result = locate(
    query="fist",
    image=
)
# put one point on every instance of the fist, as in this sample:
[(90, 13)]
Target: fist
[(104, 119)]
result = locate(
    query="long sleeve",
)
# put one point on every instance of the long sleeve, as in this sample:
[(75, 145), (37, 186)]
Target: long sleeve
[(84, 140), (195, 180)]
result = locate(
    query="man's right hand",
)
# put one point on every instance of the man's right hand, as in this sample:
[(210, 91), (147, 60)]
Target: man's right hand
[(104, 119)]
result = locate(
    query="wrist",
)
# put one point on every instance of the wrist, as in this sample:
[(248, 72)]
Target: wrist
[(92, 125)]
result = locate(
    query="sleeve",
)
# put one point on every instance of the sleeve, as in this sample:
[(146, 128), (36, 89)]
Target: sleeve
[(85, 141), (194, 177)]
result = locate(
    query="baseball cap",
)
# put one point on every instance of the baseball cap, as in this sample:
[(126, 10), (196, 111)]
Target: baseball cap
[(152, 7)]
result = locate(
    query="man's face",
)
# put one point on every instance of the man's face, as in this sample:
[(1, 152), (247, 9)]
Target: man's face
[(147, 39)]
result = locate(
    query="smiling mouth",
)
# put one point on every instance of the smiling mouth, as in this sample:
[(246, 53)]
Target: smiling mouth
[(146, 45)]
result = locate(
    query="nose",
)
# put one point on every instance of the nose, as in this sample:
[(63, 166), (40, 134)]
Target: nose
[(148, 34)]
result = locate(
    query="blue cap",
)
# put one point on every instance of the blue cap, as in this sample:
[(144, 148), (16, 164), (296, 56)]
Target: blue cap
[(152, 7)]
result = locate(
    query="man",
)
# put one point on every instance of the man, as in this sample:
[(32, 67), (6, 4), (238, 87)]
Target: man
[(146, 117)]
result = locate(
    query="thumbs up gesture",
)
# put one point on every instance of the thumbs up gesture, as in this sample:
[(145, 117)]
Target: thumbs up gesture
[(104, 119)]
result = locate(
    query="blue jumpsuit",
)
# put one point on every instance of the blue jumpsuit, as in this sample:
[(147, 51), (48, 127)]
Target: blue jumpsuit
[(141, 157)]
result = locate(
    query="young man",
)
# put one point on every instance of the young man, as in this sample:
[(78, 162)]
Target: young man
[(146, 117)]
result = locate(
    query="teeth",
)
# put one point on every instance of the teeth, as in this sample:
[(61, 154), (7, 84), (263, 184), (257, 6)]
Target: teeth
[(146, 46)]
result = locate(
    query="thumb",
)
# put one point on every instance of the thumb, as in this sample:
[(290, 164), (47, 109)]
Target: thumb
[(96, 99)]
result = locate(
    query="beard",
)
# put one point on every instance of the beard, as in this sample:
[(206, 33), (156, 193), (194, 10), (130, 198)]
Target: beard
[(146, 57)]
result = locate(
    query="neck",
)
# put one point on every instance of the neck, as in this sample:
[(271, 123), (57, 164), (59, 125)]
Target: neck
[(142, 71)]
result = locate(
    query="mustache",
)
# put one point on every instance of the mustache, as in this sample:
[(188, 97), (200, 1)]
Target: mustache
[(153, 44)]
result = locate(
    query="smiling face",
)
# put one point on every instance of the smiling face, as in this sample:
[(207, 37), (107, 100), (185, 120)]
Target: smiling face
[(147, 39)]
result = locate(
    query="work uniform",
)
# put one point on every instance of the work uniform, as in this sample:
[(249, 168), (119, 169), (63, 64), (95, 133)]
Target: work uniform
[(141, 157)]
——————————
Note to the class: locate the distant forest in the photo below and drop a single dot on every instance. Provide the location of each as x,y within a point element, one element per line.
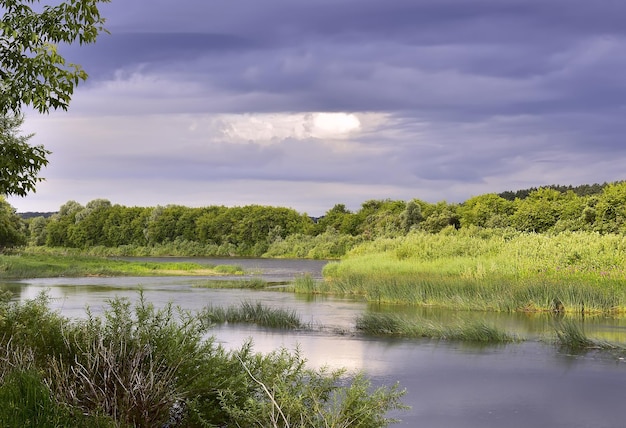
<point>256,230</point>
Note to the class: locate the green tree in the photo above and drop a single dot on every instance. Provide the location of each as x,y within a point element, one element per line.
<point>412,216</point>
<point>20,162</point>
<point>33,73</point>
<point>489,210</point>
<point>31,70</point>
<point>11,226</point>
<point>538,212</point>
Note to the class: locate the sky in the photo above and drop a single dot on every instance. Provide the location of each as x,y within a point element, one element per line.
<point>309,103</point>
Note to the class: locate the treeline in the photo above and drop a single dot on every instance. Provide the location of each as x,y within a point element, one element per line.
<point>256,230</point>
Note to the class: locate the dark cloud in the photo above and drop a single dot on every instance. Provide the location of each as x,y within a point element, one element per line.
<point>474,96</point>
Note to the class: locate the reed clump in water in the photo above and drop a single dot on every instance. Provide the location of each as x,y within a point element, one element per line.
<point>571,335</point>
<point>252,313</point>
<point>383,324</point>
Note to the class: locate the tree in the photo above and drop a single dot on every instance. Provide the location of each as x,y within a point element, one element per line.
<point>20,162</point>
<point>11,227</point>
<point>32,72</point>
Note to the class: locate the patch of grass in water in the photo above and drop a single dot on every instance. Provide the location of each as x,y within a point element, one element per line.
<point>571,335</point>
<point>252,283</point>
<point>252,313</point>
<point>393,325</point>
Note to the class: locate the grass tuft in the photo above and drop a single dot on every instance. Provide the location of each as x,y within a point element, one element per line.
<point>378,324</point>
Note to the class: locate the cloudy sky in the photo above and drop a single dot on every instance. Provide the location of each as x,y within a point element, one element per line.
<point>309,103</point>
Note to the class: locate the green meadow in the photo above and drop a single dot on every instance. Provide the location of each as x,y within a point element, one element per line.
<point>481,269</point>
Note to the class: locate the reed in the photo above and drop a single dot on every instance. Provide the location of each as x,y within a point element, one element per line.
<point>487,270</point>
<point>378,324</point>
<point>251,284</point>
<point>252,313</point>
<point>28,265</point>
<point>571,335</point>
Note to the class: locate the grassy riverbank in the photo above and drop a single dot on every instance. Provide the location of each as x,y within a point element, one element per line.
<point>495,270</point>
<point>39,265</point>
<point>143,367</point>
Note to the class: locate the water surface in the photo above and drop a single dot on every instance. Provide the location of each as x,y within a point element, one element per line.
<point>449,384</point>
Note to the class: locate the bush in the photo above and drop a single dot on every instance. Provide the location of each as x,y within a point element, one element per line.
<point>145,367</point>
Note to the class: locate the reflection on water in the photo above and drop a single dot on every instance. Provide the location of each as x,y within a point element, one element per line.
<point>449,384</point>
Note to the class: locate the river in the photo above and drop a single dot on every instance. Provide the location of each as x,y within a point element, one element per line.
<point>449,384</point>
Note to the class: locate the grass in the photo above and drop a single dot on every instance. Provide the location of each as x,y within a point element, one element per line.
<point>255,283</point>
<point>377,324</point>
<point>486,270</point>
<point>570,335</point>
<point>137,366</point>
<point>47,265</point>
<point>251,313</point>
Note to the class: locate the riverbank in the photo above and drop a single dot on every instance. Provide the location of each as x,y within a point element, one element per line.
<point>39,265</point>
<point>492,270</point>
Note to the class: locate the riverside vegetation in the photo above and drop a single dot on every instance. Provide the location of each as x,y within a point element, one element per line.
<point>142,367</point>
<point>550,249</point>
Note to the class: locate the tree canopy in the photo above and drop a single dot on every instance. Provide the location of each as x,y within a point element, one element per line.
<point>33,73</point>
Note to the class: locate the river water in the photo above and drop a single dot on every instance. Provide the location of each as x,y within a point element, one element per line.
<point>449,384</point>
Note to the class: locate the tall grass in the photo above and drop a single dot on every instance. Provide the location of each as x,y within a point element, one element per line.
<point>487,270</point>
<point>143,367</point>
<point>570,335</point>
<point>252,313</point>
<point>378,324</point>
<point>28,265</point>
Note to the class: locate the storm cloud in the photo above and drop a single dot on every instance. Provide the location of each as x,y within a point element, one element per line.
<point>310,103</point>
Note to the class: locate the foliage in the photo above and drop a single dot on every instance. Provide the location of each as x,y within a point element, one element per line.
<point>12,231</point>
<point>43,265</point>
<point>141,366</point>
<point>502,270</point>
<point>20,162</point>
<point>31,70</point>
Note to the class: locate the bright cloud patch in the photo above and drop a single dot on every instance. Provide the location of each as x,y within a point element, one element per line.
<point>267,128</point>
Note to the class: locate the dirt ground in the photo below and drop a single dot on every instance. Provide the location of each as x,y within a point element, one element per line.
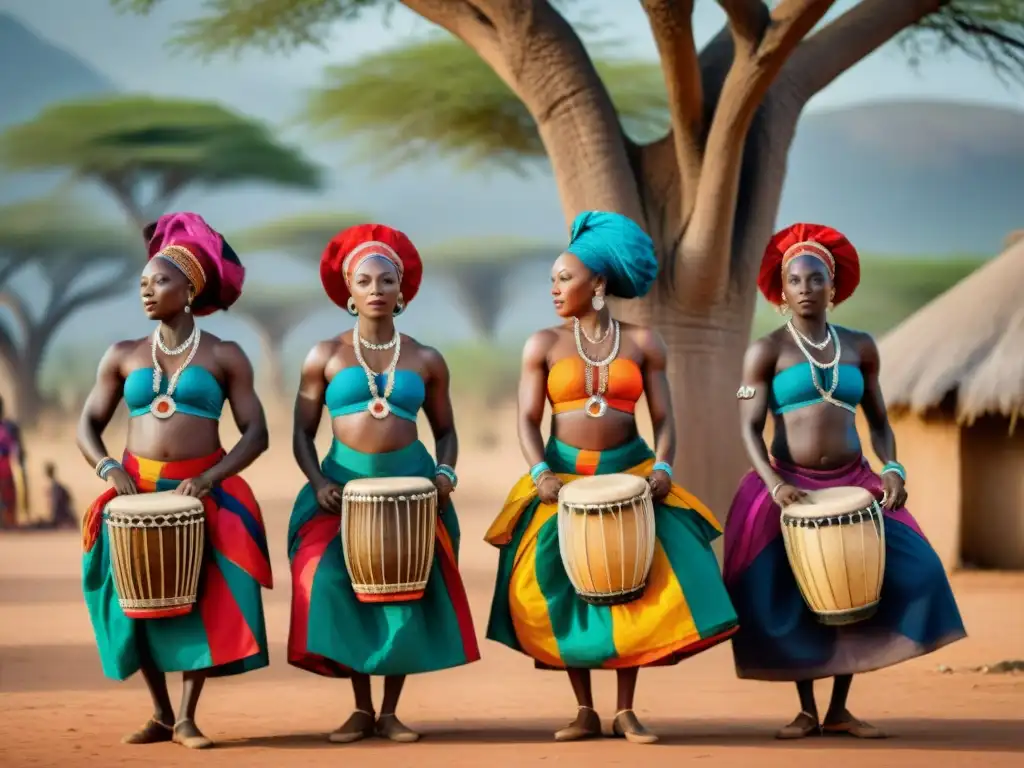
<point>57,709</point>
——————————
## Task instructions
Once you reach the line with "Target: smiling mouth" in the data above, copy it and every line after it exactly, up to and including the line with "[(32, 67), (6, 4), (238, 87)]".

## Answer below
Target: smiling mouth
[(146, 45)]
result = locate(
    query="nose",
)
# put one point on every instance of the nose, as in this sample:
[(63, 166), (40, 134)]
Target: nose
[(148, 34)]
result = locate(
    query="blue cap",
)
# put one point on every instance of the blue cap, as in this sample:
[(144, 148), (16, 164), (296, 56)]
Target: blue cap
[(152, 7)]
result = locate(
    query="man",
)
# put one point on every instance of the man, as in this sample:
[(32, 67), (6, 4), (238, 87)]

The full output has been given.